Adams and Jefferson became friends only later, when they both served the nation at war as ambassadors to France, and then for Adams, to England.  A widower, Jefferson was taken in by Abigail Adams who worried about him.  After the war, Jefferson was in England when Adams was to meet King George III in a grand ceremony in which the king would accept the credentials of all the ambassadors of foreign nations to England.  As the king strode down the line, each ambassador or delegation would bow, the king would acknowledge them, the papers would be passed, and the king would move on.  Adams and Jefferson bowed.  King George moved on, ignoring them completely.

In such a case of such a snub, the snubbed foreigners usually made a quick exit.  Adams and Jefferson did not.  They stood at attention as if the king had treated them like all the rest, reversing the snub.  From the beginning, Americans and the United States pushed for more practical, reasonable, and compassionate government and relations.  Standing together, against the snub of the British King one more time, Adams and Jefferson formed a silent bond that held them the rest of their lives.

Back in America in peacetime, and both members of the administration of George Washington, Adams and Jefferson fell out.  Secretary of State Jefferson favored a more limited federal government; Vice President Adams favored a more powerful one.  By the end of Washington’s second term, party politics had been well developed.  Adams defeated Jefferson in the election of 1796.  As was the law then, Jefferson was vice president as the runner-up vote getter in the electoral college; but Adams kept Jefferson out of all government affairs.  Perhaps because he didn’t have Jefferson to help, Adams’s presidency did not go well.  In the rematch election in 1800, one of  the bitterest election fights ever, Jefferson’s party defeated Adams.  The gleeful Democratic-Republican electors all voted one ballot for Jefferson, the presidential candidate, and one ballot for Aaron Burr, the party’s vice presidential candidate.

**Supplied information**
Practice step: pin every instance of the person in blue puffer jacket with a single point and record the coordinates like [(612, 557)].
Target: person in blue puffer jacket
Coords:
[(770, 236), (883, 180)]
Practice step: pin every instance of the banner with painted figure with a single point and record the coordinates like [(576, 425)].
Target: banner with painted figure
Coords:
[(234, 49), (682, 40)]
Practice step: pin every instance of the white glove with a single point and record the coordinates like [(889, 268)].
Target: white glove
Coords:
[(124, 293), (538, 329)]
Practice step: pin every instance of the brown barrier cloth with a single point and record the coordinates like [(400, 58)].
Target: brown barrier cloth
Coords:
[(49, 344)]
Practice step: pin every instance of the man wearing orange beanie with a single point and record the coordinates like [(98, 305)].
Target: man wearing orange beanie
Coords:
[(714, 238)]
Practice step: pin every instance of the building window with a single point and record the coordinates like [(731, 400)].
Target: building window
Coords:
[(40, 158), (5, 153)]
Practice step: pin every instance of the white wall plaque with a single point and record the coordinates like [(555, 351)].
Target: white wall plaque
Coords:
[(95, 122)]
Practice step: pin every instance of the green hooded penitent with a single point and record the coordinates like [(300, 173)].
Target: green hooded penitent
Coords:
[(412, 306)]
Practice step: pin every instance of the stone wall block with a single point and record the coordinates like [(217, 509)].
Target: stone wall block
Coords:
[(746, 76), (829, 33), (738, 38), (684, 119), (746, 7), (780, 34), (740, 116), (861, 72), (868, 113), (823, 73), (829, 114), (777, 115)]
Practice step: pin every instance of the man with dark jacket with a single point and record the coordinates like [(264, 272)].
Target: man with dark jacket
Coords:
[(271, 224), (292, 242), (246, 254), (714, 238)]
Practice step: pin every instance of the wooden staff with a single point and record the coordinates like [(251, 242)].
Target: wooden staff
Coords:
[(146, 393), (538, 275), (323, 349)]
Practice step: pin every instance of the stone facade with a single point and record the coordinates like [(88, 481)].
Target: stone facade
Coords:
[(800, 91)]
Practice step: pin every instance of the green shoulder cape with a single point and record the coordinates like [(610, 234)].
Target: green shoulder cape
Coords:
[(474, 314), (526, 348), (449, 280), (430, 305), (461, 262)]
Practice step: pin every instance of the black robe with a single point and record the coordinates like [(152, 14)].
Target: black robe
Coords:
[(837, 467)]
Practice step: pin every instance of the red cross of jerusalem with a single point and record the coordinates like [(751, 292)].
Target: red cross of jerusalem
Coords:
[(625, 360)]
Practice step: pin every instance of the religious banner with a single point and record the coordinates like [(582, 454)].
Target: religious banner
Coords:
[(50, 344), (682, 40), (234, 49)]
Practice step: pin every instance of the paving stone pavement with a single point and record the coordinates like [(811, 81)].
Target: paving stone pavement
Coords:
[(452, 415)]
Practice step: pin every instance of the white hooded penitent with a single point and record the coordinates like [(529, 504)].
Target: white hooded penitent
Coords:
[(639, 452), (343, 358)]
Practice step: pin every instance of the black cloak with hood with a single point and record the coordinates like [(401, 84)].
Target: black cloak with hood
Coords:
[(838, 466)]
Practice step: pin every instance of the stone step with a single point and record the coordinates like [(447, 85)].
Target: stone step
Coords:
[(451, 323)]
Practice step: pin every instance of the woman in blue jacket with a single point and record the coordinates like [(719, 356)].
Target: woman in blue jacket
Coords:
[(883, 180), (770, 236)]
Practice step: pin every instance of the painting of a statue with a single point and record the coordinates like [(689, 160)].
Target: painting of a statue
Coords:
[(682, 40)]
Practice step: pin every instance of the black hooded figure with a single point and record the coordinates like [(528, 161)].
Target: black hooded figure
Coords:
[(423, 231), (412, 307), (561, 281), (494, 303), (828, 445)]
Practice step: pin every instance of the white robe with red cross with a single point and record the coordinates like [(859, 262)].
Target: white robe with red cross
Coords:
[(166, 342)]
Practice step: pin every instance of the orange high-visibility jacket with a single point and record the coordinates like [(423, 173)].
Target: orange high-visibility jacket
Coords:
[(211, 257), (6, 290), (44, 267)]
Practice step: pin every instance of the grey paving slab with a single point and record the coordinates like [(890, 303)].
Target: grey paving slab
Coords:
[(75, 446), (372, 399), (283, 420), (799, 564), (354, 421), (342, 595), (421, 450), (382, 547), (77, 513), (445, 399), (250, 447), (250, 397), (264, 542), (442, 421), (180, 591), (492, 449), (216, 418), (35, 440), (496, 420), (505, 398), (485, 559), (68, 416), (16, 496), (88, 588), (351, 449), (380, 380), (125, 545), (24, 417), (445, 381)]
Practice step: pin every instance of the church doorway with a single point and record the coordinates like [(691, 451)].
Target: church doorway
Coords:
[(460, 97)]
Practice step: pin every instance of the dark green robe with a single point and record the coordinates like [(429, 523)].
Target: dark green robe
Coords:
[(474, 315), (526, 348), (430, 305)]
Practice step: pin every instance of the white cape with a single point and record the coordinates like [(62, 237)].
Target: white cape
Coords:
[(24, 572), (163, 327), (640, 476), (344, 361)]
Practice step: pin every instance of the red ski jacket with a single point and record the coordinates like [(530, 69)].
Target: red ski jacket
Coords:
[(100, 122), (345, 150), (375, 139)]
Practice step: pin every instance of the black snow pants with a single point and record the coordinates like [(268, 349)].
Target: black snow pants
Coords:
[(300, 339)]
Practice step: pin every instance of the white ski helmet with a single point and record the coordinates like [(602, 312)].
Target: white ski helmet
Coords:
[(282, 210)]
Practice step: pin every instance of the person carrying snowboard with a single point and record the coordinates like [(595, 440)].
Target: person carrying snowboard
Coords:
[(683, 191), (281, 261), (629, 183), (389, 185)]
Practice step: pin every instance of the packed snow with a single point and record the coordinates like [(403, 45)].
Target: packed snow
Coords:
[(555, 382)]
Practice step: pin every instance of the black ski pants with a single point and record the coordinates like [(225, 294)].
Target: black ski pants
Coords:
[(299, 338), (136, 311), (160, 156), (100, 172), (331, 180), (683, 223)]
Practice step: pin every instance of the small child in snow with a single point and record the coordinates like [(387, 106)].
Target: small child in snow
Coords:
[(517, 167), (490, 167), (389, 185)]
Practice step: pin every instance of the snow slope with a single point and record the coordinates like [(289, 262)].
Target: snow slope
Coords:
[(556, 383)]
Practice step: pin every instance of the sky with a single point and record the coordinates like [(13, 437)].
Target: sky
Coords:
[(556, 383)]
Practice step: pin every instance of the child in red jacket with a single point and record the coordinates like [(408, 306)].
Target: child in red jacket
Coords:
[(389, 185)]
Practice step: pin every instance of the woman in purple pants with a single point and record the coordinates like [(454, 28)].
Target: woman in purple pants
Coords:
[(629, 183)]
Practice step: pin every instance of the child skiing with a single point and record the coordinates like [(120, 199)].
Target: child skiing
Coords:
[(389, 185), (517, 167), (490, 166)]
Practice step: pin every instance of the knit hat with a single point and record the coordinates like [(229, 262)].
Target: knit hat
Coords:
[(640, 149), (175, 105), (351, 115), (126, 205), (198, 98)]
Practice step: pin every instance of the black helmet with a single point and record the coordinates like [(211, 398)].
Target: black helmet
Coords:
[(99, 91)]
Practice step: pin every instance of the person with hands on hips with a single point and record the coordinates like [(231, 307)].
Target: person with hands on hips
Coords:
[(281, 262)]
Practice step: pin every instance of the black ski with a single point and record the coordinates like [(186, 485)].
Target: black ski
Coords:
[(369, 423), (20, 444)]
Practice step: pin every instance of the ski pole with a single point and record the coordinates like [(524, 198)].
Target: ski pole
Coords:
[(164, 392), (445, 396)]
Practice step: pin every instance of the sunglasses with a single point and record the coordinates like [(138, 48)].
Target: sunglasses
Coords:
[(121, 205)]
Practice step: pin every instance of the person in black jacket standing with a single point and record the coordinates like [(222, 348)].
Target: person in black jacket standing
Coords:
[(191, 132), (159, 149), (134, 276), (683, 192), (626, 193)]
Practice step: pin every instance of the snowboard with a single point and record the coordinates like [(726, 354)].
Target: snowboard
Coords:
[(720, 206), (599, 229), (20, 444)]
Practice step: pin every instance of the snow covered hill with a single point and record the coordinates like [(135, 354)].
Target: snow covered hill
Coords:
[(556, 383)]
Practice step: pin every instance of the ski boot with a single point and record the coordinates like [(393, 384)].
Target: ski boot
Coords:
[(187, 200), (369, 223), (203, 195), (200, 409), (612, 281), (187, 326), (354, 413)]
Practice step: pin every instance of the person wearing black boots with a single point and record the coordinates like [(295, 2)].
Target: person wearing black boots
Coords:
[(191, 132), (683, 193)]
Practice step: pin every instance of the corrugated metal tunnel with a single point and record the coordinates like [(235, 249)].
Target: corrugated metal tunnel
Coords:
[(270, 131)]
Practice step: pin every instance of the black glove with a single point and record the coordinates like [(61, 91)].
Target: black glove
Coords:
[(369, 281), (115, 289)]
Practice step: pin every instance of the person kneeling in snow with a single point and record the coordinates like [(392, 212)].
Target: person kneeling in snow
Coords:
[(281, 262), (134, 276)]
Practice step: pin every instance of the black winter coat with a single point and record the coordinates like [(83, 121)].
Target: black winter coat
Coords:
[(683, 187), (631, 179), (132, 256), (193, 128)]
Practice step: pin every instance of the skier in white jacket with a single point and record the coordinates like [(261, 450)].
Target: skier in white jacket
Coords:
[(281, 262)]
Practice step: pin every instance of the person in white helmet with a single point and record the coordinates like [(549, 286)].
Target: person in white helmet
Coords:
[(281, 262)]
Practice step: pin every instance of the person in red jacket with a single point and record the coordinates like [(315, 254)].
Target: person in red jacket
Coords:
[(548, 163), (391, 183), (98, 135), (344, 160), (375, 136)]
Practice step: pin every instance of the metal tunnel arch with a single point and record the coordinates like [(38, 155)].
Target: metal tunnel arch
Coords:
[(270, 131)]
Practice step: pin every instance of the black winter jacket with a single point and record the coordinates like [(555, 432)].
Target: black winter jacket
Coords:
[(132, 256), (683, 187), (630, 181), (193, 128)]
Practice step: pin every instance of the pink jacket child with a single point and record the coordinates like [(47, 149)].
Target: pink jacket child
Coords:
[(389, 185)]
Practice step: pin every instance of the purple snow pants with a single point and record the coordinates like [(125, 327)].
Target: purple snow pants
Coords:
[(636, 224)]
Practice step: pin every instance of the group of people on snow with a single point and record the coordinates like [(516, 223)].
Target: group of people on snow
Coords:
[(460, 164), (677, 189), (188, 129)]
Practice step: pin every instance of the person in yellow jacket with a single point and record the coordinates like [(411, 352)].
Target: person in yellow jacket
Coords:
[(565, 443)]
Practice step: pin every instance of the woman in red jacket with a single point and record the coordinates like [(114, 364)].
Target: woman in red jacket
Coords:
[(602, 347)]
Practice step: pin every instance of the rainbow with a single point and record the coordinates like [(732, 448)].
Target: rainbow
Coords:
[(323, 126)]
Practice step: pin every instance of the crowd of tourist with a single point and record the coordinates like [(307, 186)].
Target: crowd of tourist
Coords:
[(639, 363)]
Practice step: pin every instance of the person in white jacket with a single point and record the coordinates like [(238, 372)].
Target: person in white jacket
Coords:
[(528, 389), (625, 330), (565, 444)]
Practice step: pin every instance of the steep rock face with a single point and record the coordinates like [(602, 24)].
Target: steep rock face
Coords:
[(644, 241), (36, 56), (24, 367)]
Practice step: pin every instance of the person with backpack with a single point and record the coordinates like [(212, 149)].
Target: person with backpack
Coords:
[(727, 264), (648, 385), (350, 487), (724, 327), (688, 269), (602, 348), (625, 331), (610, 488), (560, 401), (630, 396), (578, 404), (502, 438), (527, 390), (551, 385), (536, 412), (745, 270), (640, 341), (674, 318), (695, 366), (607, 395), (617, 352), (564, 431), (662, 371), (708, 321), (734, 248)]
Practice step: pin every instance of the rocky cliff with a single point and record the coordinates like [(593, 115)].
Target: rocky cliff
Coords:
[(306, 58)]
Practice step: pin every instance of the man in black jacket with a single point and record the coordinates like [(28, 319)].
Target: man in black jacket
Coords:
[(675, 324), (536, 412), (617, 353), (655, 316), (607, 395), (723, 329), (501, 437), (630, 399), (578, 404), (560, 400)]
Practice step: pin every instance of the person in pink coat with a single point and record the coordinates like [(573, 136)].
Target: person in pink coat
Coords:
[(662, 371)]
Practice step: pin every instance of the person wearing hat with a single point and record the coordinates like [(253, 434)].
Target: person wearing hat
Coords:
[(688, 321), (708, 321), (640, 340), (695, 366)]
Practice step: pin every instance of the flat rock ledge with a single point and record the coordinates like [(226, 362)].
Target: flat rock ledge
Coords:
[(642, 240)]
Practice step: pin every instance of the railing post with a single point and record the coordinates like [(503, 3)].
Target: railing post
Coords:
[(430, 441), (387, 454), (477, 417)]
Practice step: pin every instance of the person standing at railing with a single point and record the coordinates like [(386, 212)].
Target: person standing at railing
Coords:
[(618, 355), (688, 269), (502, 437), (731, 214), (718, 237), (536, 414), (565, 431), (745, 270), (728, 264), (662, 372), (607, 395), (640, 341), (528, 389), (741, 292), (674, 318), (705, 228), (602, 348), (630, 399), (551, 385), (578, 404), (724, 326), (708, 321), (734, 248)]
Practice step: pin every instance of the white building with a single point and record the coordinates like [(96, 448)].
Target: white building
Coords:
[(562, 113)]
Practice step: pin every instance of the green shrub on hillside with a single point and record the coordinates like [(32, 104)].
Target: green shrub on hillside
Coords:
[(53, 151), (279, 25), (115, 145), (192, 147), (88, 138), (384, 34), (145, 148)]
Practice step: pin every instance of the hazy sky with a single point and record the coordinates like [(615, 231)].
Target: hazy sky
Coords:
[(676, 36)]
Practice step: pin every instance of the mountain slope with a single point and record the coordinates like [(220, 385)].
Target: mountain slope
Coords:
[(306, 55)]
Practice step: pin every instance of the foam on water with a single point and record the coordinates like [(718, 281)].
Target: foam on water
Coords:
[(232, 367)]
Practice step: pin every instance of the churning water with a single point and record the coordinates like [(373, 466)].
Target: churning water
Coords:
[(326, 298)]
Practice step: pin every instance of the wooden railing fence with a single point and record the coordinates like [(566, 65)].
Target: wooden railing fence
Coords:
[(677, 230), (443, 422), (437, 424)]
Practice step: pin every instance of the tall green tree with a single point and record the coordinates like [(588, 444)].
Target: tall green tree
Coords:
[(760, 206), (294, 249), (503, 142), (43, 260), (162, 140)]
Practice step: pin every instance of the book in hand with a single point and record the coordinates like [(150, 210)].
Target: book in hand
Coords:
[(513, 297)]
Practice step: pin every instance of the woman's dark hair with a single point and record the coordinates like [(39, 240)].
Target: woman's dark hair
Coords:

**Work to complete**
Transcribe the whole passage on Adams and Jefferson word for word.

**Finished exercise**
Adams and Jefferson became friends only later, when they both served the nation at war as ambassadors to France, and then for Adams, to England.  A widower, Jefferson was taken in by Abigail Adams who worried about him.  After the war, Jefferson was in England when Adams was to meet King George III in a grand ceremony in which the king would accept the credentials of all the ambassadors of foreign nations to England.  As the king strode down the line, each ambassador or delegation would bow, the king would acknowledge them, the papers would be passed, and the king would move on.  Adams and Jefferson bowed.  King George moved on, ignoring them completely.

In such a case of such a snub, the snubbed foreigners usually made a quick exit.  Adams and Jefferson did not.  They stood at attention as if the king had treated them like all the rest, reversing the snub.  From the beginning, Americans and the United States pushed for more practical, reasonable, and compassionate government and relations.  Standing together, against the snub of the British King one more time, Adams and Jefferson formed a silent bond that held them the rest of their lives.

Back in America in peacetime, and both members of the administration of George Washington, Adams and Jefferson fell out.  Secretary of State Jefferson favored a more limited federal government; Vice President Adams favored a more powerful one.  By the end of Washington’s second term, party politics had been well developed.  Adams defeated Jefferson in the election of 1796.  As was the law then, Jefferson was vice president as the runner-up vote getter in the electoral college; but Adams kept Jefferson out of all government affairs.  Perhaps because he didn’t have Jefferson to help, Adams’s presidency did not go well.  In the rematch election in 1800, one of  the bitterest election fights ever, Jefferson’s party defeated Adams.  The gleeful Democratic-Republican electors all voted one ballot for Jefferson, the presidential candidate, and one ballot for Aaron Burr, the party’s vice presidential candidate.